Problem description -
Retype everything from the line containing "Where can you see the bridge silhouette" down to the last line of the items, word for word.

Data to process -
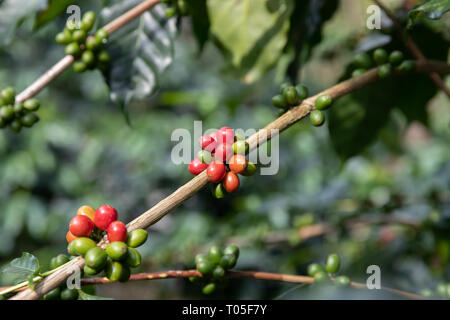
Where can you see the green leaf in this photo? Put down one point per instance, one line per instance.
(432, 9)
(140, 51)
(20, 269)
(54, 9)
(84, 296)
(13, 13)
(252, 34)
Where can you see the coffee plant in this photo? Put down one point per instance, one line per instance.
(368, 189)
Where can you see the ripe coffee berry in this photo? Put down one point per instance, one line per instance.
(104, 215)
(207, 143)
(196, 166)
(216, 171)
(81, 226)
(223, 152)
(231, 182)
(238, 163)
(117, 231)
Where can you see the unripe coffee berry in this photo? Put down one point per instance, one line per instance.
(323, 102)
(117, 231)
(104, 215)
(196, 166)
(216, 171)
(238, 163)
(81, 226)
(231, 182)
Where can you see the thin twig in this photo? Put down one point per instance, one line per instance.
(185, 192)
(65, 62)
(417, 53)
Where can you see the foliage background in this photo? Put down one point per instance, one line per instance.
(83, 152)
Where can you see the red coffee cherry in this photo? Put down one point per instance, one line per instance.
(238, 163)
(117, 231)
(207, 143)
(81, 226)
(196, 166)
(216, 171)
(225, 135)
(223, 152)
(231, 182)
(104, 215)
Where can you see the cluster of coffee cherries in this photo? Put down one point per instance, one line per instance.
(223, 156)
(175, 7)
(89, 226)
(290, 96)
(214, 266)
(14, 114)
(325, 275)
(384, 60)
(441, 291)
(86, 49)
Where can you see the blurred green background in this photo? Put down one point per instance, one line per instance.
(84, 152)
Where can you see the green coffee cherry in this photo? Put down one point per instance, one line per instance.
(314, 268)
(218, 272)
(116, 271)
(96, 258)
(82, 245)
(380, 56)
(333, 263)
(73, 49)
(302, 92)
(218, 191)
(362, 60)
(205, 267)
(317, 118)
(133, 259)
(6, 113)
(117, 250)
(8, 95)
(69, 294)
(280, 101)
(228, 261)
(291, 96)
(136, 238)
(232, 249)
(250, 170)
(54, 294)
(240, 147)
(31, 104)
(205, 156)
(384, 71)
(342, 281)
(321, 277)
(323, 102)
(396, 57)
(358, 72)
(209, 288)
(79, 66)
(214, 254)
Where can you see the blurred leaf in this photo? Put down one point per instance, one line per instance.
(252, 34)
(307, 20)
(54, 9)
(432, 9)
(20, 269)
(85, 296)
(140, 51)
(13, 13)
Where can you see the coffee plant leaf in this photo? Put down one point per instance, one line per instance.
(21, 269)
(251, 34)
(432, 9)
(14, 13)
(140, 51)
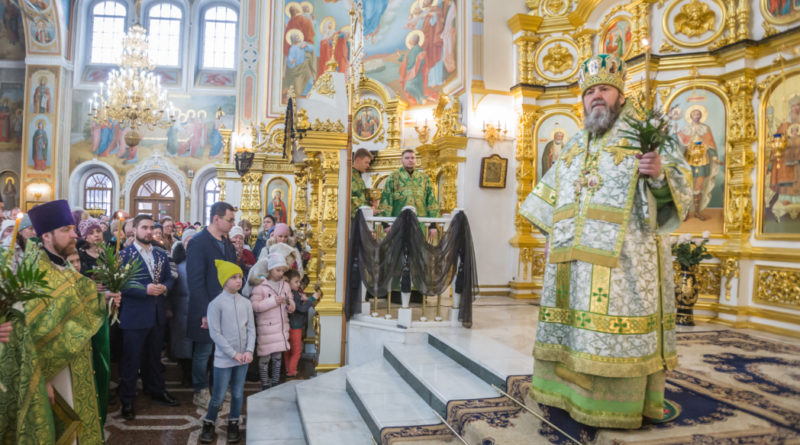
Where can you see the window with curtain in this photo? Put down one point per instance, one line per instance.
(219, 38)
(210, 196)
(108, 29)
(165, 22)
(97, 192)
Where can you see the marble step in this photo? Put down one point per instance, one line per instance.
(278, 417)
(384, 399)
(436, 377)
(487, 358)
(327, 413)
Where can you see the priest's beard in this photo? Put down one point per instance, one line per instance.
(64, 250)
(600, 119)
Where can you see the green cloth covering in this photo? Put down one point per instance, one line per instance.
(358, 192)
(101, 360)
(402, 189)
(662, 194)
(57, 333)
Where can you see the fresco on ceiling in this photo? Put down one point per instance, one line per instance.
(193, 142)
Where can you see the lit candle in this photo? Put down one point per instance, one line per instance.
(646, 44)
(119, 230)
(20, 215)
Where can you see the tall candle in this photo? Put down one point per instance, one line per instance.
(20, 215)
(646, 44)
(119, 230)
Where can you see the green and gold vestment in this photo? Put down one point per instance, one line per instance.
(57, 334)
(606, 330)
(359, 194)
(402, 189)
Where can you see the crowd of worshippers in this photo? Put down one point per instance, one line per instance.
(225, 310)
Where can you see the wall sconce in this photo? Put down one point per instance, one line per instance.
(423, 132)
(493, 133)
(39, 190)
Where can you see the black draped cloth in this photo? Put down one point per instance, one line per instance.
(406, 256)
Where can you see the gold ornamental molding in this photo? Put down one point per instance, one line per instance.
(558, 56)
(694, 19)
(742, 313)
(777, 286)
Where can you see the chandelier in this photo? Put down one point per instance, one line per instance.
(133, 94)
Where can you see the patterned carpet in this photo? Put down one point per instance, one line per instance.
(731, 388)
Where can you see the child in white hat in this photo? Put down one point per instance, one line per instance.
(272, 303)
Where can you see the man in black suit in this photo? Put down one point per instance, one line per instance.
(143, 319)
(208, 245)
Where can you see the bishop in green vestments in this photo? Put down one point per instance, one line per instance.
(408, 187)
(53, 348)
(606, 330)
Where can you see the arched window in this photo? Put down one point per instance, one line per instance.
(165, 22)
(97, 192)
(108, 29)
(210, 196)
(155, 195)
(219, 38)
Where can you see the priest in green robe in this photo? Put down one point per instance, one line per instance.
(606, 330)
(47, 367)
(359, 194)
(408, 187)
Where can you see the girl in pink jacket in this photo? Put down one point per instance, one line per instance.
(272, 303)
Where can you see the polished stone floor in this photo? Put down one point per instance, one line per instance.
(499, 319)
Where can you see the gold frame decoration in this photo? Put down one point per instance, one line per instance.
(670, 21)
(779, 87)
(601, 43)
(494, 170)
(793, 16)
(676, 89)
(776, 286)
(367, 104)
(287, 200)
(563, 66)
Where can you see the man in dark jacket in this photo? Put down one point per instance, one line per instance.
(210, 244)
(144, 320)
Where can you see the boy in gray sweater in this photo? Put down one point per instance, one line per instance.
(233, 331)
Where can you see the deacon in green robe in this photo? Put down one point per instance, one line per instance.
(606, 329)
(408, 187)
(52, 348)
(359, 194)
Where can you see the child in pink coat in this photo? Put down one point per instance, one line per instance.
(272, 303)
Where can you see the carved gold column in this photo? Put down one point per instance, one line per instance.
(739, 164)
(301, 195)
(522, 286)
(742, 19)
(526, 48)
(741, 158)
(395, 110)
(251, 197)
(315, 184)
(323, 150)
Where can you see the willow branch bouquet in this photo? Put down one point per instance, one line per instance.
(25, 283)
(650, 128)
(116, 276)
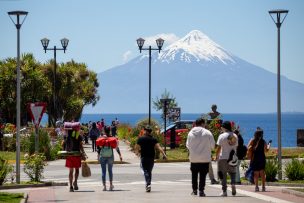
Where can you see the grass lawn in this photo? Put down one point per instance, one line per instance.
(287, 152)
(10, 197)
(297, 189)
(177, 153)
(11, 156)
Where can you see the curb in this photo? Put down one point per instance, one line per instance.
(96, 162)
(293, 192)
(170, 161)
(46, 184)
(25, 198)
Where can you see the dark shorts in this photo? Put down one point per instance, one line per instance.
(73, 162)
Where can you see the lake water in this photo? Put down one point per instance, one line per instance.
(247, 122)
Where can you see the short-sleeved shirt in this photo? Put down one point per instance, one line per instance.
(147, 146)
(73, 143)
(225, 146)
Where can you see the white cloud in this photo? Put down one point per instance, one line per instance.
(169, 39)
(126, 55)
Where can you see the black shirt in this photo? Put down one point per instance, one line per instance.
(73, 142)
(147, 145)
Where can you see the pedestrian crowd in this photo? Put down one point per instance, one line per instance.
(228, 150)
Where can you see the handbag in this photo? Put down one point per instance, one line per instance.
(249, 175)
(85, 170)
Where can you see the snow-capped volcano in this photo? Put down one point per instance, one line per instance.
(198, 72)
(195, 46)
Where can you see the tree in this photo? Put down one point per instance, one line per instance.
(158, 105)
(76, 86)
(34, 86)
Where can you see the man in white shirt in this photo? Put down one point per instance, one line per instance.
(227, 143)
(200, 142)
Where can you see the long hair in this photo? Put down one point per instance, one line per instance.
(94, 126)
(258, 135)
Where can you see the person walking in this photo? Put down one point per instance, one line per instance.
(214, 113)
(146, 146)
(73, 143)
(94, 133)
(113, 129)
(226, 148)
(241, 153)
(105, 156)
(258, 159)
(199, 142)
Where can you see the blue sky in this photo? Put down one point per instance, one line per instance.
(102, 33)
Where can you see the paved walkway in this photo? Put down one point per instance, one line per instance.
(132, 190)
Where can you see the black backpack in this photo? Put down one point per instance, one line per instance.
(241, 149)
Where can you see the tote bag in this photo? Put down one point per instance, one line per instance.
(85, 170)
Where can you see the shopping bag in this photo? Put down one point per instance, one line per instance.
(85, 170)
(249, 175)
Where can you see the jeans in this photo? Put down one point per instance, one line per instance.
(147, 166)
(200, 169)
(238, 175)
(223, 168)
(94, 145)
(210, 172)
(104, 162)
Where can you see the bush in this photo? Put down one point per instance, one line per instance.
(294, 170)
(55, 148)
(34, 166)
(44, 143)
(5, 168)
(183, 136)
(124, 131)
(271, 169)
(9, 143)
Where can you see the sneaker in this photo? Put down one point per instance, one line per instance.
(223, 194)
(213, 181)
(233, 190)
(194, 192)
(75, 186)
(148, 188)
(202, 194)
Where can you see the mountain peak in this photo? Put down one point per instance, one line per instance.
(195, 46)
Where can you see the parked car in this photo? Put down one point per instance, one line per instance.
(174, 130)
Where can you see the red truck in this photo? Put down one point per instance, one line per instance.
(174, 130)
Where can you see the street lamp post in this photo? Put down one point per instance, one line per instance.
(18, 25)
(165, 103)
(140, 43)
(45, 43)
(276, 17)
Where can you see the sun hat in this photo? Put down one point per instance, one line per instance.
(148, 128)
(227, 125)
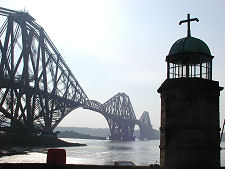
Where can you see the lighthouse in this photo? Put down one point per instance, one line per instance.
(190, 128)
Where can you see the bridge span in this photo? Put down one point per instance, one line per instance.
(37, 88)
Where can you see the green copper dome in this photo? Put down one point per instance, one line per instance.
(189, 45)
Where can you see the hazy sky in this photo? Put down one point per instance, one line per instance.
(116, 46)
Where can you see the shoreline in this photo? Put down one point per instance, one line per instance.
(22, 144)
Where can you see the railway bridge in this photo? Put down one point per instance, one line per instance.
(37, 88)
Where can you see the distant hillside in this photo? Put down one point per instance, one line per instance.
(102, 132)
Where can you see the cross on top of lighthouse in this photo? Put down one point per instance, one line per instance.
(188, 20)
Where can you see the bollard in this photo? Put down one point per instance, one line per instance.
(56, 156)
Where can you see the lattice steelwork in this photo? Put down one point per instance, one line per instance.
(37, 89)
(120, 116)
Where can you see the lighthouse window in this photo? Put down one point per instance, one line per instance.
(202, 70)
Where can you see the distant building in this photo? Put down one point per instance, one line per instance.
(190, 130)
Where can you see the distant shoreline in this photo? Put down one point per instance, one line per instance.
(73, 134)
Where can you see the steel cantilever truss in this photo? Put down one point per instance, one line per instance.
(119, 114)
(37, 89)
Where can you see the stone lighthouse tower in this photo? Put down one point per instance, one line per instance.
(189, 132)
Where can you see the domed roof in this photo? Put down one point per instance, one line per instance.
(189, 45)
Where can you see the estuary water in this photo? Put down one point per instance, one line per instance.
(101, 152)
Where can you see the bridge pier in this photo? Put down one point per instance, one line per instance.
(122, 138)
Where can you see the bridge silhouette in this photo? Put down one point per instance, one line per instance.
(37, 88)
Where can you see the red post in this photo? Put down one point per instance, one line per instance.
(56, 156)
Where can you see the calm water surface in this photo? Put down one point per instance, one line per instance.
(101, 152)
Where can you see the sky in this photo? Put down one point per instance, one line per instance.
(116, 46)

Expected output -
Where can you see the bridge silhouette in this photo? Put down one point per instance, one line per instance.
(37, 88)
Where can you see the red post in this photo? Put down one point per instance, one line per instance.
(56, 156)
Where can you see the calm water surface in this photo? Put down one point per instance, one line per instance.
(101, 152)
Where can you see the sky in this photo? Put down one point per instance, one line per instance.
(116, 46)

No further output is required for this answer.